Can you output every line of the rows below as a numbered list, leaving out blank lines and the pictures?

········

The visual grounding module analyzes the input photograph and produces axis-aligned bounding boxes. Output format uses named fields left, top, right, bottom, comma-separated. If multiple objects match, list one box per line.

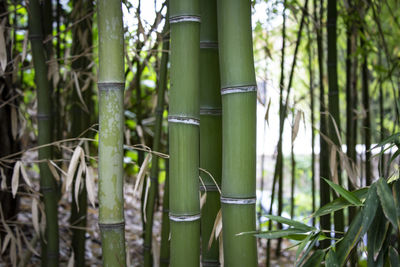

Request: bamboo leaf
left=295, top=232, right=312, bottom=262
left=85, top=167, right=96, bottom=208
left=325, top=249, right=340, bottom=267
left=256, top=228, right=304, bottom=239
left=392, top=180, right=400, bottom=231
left=31, top=198, right=40, bottom=235
left=65, top=146, right=82, bottom=191
left=311, top=188, right=368, bottom=217
left=208, top=209, right=222, bottom=249
left=21, top=30, right=29, bottom=63
left=296, top=232, right=321, bottom=267
left=292, top=111, right=302, bottom=142
left=0, top=167, right=7, bottom=190
left=11, top=106, right=18, bottom=140
left=1, top=233, right=12, bottom=254
left=20, top=163, right=32, bottom=187
left=389, top=246, right=400, bottom=267
left=133, top=153, right=151, bottom=195
left=303, top=249, right=325, bottom=267
left=265, top=215, right=317, bottom=232
left=0, top=19, right=7, bottom=72
left=377, top=178, right=398, bottom=228
left=323, top=178, right=362, bottom=206
left=11, top=161, right=21, bottom=198
left=67, top=251, right=75, bottom=267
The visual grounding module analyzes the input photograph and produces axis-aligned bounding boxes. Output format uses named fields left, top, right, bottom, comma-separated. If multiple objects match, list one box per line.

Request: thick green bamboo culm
left=97, top=0, right=126, bottom=266
left=28, top=0, right=59, bottom=266
left=327, top=0, right=344, bottom=237
left=168, top=0, right=200, bottom=267
left=200, top=0, right=222, bottom=266
left=69, top=0, right=93, bottom=267
left=144, top=13, right=169, bottom=267
left=217, top=0, right=258, bottom=267
left=160, top=161, right=170, bottom=267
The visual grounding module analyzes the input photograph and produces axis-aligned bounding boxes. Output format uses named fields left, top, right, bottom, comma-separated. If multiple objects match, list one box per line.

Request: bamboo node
left=200, top=108, right=222, bottom=116
left=200, top=184, right=219, bottom=192
left=169, top=15, right=201, bottom=24
left=221, top=85, right=257, bottom=95
left=200, top=41, right=218, bottom=49
left=99, top=221, right=125, bottom=230
left=168, top=116, right=200, bottom=126
left=97, top=82, right=125, bottom=91
left=169, top=213, right=201, bottom=222
left=221, top=197, right=256, bottom=205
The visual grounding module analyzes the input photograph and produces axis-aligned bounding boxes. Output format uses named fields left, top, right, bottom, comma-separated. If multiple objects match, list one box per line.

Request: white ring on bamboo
left=200, top=184, right=218, bottom=192
left=221, top=85, right=257, bottom=95
left=169, top=15, right=201, bottom=24
left=169, top=214, right=201, bottom=222
left=168, top=116, right=200, bottom=126
left=200, top=41, right=218, bottom=49
left=221, top=197, right=256, bottom=205
left=200, top=108, right=222, bottom=115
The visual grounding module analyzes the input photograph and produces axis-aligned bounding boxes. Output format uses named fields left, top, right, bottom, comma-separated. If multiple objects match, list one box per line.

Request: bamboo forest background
left=0, top=0, right=400, bottom=266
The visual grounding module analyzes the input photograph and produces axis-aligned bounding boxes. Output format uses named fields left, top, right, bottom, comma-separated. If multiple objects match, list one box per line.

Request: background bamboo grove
left=0, top=0, right=400, bottom=267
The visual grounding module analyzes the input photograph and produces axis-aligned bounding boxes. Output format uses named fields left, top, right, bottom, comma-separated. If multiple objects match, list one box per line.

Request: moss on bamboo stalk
left=168, top=0, right=200, bottom=267
left=200, top=0, right=222, bottom=266
left=97, top=0, right=126, bottom=266
left=218, top=0, right=257, bottom=266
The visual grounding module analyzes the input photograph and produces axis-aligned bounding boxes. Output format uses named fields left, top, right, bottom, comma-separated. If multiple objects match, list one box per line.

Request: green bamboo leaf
left=265, top=215, right=317, bottom=232
left=361, top=183, right=379, bottom=236
left=392, top=180, right=400, bottom=231
left=323, top=178, right=362, bottom=206
left=296, top=232, right=322, bottom=267
left=336, top=212, right=363, bottom=265
left=256, top=228, right=304, bottom=239
left=377, top=178, right=398, bottom=228
left=325, top=249, right=340, bottom=267
left=295, top=232, right=313, bottom=261
left=303, top=249, right=325, bottom=267
left=389, top=246, right=400, bottom=267
left=372, top=132, right=400, bottom=149
left=311, top=187, right=368, bottom=217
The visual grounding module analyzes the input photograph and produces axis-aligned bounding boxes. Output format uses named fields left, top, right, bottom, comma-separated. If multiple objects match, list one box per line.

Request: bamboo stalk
left=314, top=0, right=331, bottom=248
left=69, top=0, right=93, bottom=267
left=200, top=0, right=222, bottom=266
left=168, top=0, right=200, bottom=267
left=144, top=13, right=169, bottom=266
left=28, top=0, right=59, bottom=266
left=97, top=0, right=126, bottom=266
left=327, top=0, right=344, bottom=238
left=218, top=0, right=257, bottom=267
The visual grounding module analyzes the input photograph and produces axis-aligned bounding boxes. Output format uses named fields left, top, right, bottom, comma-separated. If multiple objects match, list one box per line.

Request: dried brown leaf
left=31, top=198, right=40, bottom=235
left=292, top=111, right=302, bottom=143
left=11, top=161, right=21, bottom=198
left=0, top=167, right=7, bottom=190
left=65, top=146, right=83, bottom=191
left=85, top=166, right=95, bottom=208
left=208, top=209, right=222, bottom=249
left=20, top=163, right=32, bottom=188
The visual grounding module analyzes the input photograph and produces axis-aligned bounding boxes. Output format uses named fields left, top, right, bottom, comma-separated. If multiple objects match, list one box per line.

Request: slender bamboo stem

········

The response:
1. The visual grounding module analyzes the input photograph and produces axis-aligned bounding boxes. Output format uses named fields left, top, right, bottom, comma-separated. If multiple objects match, list one box per line.
2. Request: bamboo leaf
3. left=295, top=232, right=312, bottom=262
4. left=85, top=167, right=96, bottom=208
5. left=325, top=249, right=340, bottom=267
6. left=256, top=228, right=304, bottom=239
7. left=392, top=180, right=400, bottom=231
8. left=31, top=198, right=40, bottom=235
9. left=65, top=146, right=82, bottom=191
10. left=311, top=188, right=368, bottom=217
11. left=208, top=209, right=222, bottom=249
12. left=21, top=30, right=29, bottom=63
13. left=296, top=232, right=321, bottom=267
14. left=292, top=111, right=302, bottom=142
15. left=0, top=167, right=7, bottom=190
16. left=11, top=106, right=18, bottom=140
17. left=1, top=233, right=12, bottom=254
18. left=20, top=163, right=32, bottom=187
19. left=389, top=246, right=400, bottom=267
20. left=133, top=153, right=151, bottom=195
21. left=303, top=249, right=325, bottom=267
22. left=265, top=215, right=317, bottom=232
23. left=0, top=19, right=7, bottom=72
24. left=377, top=178, right=398, bottom=228
25. left=323, top=178, right=362, bottom=206
26. left=11, top=161, right=21, bottom=198
27. left=67, top=251, right=75, bottom=267
28. The visual grounding module analyzes the input photograph and produces axis-aligned bounding boxes. Output format uses named fields left, top, right, bottom, comma-separated. If multiple objects match, list one box per line.
29. Request: thick green bamboo culm
30. left=97, top=0, right=126, bottom=266
31. left=28, top=0, right=59, bottom=266
32. left=327, top=0, right=344, bottom=237
33. left=168, top=0, right=200, bottom=267
34. left=200, top=0, right=222, bottom=266
35. left=69, top=0, right=93, bottom=267
36. left=144, top=13, right=169, bottom=267
37. left=217, top=0, right=258, bottom=267
38. left=160, top=161, right=170, bottom=267
39. The visual grounding module analyzes the input photograph and produces axis-aligned bounding boxes. Output format uses named fields left, top, right, bottom, comma-separated. If multiple objects match, list one box per line.
40. Request: bamboo node
41. left=200, top=108, right=222, bottom=116
42. left=200, top=184, right=219, bottom=192
43. left=169, top=15, right=201, bottom=24
44. left=221, top=85, right=257, bottom=95
45. left=200, top=41, right=218, bottom=49
46. left=99, top=221, right=125, bottom=230
47. left=168, top=116, right=200, bottom=126
48. left=97, top=82, right=125, bottom=91
49. left=169, top=213, right=201, bottom=222
50. left=221, top=197, right=256, bottom=205
51. The visual grounding module analyzes the input photograph and produces axis-aligned bounding boxes. Output format uses named fields left, top, right, bottom, comma-separated. If multiple objects match, list one box per line.
52. Request: white ring on bamboo
53. left=200, top=184, right=218, bottom=192
54. left=221, top=85, right=257, bottom=95
55. left=169, top=15, right=201, bottom=24
56. left=169, top=214, right=201, bottom=222
57. left=168, top=116, right=200, bottom=126
58. left=200, top=41, right=218, bottom=49
59. left=221, top=197, right=256, bottom=205
60. left=200, top=108, right=222, bottom=115
61. The visual grounding module analyzes the input photograph and produces axis-aligned bounding boxes. Output format uses named fields left, top, right, bottom, comma-separated. If multiple objects match, list one box per line.
62. Request: bamboo forest background
63. left=0, top=0, right=400, bottom=266
64. The visual grounding module analyzes the input photograph and produces axis-aligned bounding boxes. Output format uses named fields left, top, right, bottom, comma-separated. If multiple objects match, list one box per line.
65. Request: background bamboo grove
66. left=0, top=0, right=400, bottom=267
67. The visual grounding module analyzes the input photograph and produces axis-aligned bounding boxes. Output format uses named fields left, top, right, bottom, comma-separated. If multiple objects match, list one box per line.
68. Request: moss on bamboo stalk
69. left=168, top=0, right=200, bottom=267
70. left=200, top=0, right=222, bottom=266
71. left=97, top=0, right=126, bottom=266
72. left=218, top=0, right=257, bottom=266
73. The visual grounding module analyzes the input photograph and produces axis-aligned bounding boxes. Output format uses named fields left, top, right, bottom, comma-separated. If multiple objects match, list one box per line.
74. Request: green bamboo leaf
75. left=265, top=215, right=317, bottom=232
76. left=361, top=183, right=379, bottom=236
77. left=392, top=180, right=400, bottom=231
78. left=323, top=178, right=362, bottom=206
79. left=296, top=232, right=322, bottom=267
80. left=336, top=212, right=363, bottom=265
81. left=256, top=228, right=304, bottom=239
82. left=377, top=178, right=398, bottom=228
83. left=325, top=249, right=340, bottom=267
84. left=295, top=232, right=313, bottom=261
85. left=303, top=249, right=325, bottom=267
86. left=389, top=246, right=400, bottom=267
87. left=372, top=132, right=400, bottom=149
88. left=311, top=187, right=368, bottom=217
89. The visual grounding module analyzes the input photograph and produces axis-aligned bounding boxes. Output format uses named fields left, top, right, bottom, comma-separated. If multiple objects match, list one box per line.
90. Request: bamboo stalk
91. left=314, top=0, right=331, bottom=248
92. left=69, top=0, right=93, bottom=267
93. left=200, top=0, right=222, bottom=266
94. left=168, top=0, right=200, bottom=267
95. left=144, top=13, right=169, bottom=266
96. left=28, top=0, right=59, bottom=266
97. left=97, top=0, right=126, bottom=266
98. left=327, top=0, right=344, bottom=238
99. left=218, top=0, right=257, bottom=267
100. The visual grounding module analyzes the input photograph and produces axis-aligned bounding boxes. Output format uses named fields left, top, right, bottom, comma-separated. If multiple objects match, list one box per line.
101. Request: dried brown leaf
102. left=31, top=198, right=40, bottom=235
103. left=292, top=111, right=302, bottom=143
104. left=11, top=161, right=21, bottom=198
105. left=0, top=167, right=7, bottom=190
106. left=65, top=146, right=83, bottom=191
107. left=85, top=166, right=95, bottom=208
108. left=208, top=209, right=222, bottom=249
109. left=20, top=163, right=32, bottom=188
110. The visual grounding module analyzes the input photograph and produces axis-aligned bounding boxes. Output format uses named fields left, top, right, bottom, comma-separated. If multiple objects match, list one box per line.
111. Request: slender bamboo stem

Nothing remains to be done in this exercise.